§ **REQUIRED WORK**: Collect and copy every line in the entries below that contains the word "gray". Count a line only when the word's uppercase and lowercase letters match.

◇ ◇ ◇ ◇ ◇ ◇ ◇

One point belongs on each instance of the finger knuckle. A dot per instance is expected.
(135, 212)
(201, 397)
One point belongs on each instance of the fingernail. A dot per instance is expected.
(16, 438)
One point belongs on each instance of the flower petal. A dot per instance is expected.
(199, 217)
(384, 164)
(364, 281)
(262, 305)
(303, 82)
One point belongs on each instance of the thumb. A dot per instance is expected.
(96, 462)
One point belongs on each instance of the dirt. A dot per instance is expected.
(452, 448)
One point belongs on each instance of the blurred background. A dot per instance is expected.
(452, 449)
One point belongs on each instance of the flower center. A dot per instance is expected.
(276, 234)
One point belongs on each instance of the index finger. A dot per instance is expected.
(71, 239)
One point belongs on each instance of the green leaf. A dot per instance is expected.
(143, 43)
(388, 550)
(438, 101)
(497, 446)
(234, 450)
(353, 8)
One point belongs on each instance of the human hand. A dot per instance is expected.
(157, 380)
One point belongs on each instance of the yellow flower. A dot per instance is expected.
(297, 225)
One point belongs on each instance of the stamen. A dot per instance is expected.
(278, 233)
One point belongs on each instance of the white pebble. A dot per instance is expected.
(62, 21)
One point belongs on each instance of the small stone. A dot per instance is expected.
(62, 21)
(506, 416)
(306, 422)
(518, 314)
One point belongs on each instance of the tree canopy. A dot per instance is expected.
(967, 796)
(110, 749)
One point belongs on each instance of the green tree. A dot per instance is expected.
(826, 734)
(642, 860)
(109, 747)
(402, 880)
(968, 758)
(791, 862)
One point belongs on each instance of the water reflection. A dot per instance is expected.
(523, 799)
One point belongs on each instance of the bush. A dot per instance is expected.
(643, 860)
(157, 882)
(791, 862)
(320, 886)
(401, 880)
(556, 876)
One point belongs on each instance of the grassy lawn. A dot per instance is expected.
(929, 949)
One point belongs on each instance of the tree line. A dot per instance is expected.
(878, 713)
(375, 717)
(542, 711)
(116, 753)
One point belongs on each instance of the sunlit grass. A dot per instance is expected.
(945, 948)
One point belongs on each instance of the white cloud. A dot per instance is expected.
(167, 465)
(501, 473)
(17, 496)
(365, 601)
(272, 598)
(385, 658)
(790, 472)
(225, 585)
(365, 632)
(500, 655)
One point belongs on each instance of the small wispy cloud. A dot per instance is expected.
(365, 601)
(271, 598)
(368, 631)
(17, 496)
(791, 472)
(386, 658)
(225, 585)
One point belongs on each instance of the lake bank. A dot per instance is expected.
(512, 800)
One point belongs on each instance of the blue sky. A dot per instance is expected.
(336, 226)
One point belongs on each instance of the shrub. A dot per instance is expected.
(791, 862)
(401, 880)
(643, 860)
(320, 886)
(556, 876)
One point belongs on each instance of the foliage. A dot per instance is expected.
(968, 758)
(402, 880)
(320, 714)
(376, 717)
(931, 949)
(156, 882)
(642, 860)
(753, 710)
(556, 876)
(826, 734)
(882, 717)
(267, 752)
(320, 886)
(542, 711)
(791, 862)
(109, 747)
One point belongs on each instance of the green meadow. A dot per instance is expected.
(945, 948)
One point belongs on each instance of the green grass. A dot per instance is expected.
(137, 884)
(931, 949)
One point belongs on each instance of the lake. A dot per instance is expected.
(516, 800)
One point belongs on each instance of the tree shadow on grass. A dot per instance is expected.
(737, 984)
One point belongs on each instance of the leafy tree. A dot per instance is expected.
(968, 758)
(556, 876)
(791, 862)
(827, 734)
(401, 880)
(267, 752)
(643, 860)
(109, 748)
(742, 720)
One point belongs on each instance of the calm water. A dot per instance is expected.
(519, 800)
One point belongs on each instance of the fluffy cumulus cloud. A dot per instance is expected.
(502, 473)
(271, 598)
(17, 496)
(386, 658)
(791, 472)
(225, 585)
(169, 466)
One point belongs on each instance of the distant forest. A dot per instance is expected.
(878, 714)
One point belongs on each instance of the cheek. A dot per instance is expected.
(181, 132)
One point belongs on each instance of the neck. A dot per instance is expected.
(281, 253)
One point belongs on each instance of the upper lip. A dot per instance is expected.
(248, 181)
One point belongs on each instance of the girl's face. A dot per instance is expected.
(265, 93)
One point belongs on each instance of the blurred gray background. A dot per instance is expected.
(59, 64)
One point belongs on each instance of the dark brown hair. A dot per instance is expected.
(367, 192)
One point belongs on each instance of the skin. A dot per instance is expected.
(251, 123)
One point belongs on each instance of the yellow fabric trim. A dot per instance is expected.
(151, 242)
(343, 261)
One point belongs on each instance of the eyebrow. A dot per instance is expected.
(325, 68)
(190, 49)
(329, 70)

◇ ◇ ◇ ◇ ◇ ◇ ◇

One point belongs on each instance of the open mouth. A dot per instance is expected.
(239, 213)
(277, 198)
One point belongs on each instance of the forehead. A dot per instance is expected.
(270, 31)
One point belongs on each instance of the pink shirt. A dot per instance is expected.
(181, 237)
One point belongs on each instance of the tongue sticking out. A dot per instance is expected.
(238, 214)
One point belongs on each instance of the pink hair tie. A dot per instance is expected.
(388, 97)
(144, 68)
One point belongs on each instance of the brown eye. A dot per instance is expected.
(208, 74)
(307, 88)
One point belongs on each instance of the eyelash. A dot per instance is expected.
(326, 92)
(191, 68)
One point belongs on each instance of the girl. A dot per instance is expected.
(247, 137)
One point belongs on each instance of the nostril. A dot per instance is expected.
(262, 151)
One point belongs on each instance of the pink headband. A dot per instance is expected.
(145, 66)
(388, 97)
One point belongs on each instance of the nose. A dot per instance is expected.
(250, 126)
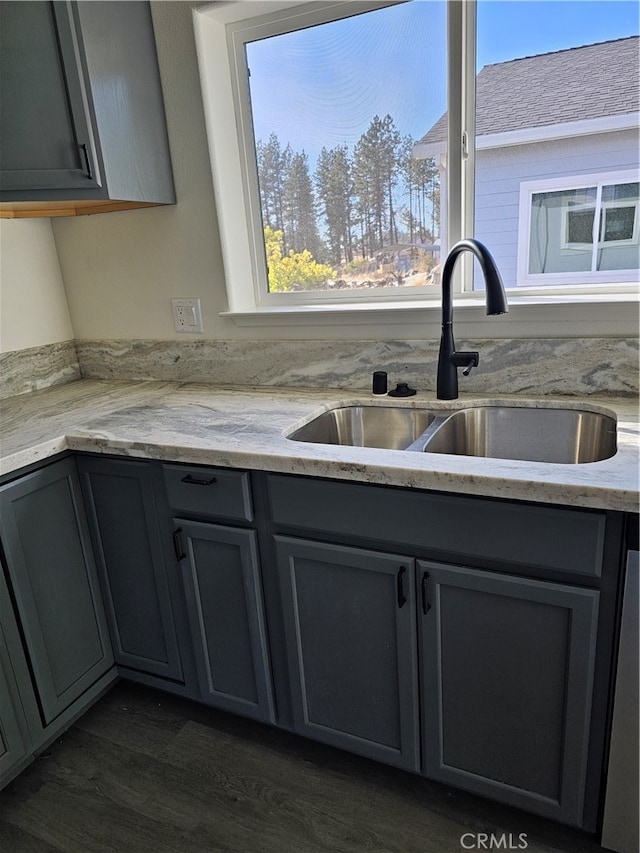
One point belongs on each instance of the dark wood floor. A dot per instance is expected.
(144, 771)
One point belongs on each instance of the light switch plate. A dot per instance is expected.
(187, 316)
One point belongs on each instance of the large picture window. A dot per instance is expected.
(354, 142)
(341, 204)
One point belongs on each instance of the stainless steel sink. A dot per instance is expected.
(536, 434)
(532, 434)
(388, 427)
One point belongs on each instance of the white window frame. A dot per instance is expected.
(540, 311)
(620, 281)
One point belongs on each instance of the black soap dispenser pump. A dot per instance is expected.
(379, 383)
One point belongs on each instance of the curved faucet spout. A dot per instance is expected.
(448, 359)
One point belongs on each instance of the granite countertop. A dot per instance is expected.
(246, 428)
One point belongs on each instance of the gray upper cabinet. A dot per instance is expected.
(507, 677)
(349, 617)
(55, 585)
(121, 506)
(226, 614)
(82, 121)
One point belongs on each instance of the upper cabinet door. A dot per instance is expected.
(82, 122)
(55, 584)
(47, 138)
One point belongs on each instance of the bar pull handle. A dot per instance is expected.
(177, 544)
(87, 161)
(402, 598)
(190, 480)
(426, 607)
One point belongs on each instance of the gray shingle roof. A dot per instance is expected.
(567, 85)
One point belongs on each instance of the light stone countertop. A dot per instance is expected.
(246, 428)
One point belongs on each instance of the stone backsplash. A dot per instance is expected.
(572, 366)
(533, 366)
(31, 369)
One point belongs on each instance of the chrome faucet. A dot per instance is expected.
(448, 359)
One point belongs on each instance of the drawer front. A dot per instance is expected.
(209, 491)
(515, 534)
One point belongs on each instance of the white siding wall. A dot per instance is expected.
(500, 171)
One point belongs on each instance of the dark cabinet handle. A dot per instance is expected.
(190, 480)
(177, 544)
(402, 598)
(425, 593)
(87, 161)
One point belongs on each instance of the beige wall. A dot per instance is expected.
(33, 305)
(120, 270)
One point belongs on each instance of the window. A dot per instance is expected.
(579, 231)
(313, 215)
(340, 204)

◇ ◇ ◇ ◇ ◇ ◇ ◇

§ **RIGHT ANSWER**:
One point belongs on each instance of the blurred gray background. A dot per instance is expected.
One point belongs on each instance of the gray upper cabinet. A dot per instance is expected.
One point belongs on each instance of the gray shingle roof. A dot per instance is expected.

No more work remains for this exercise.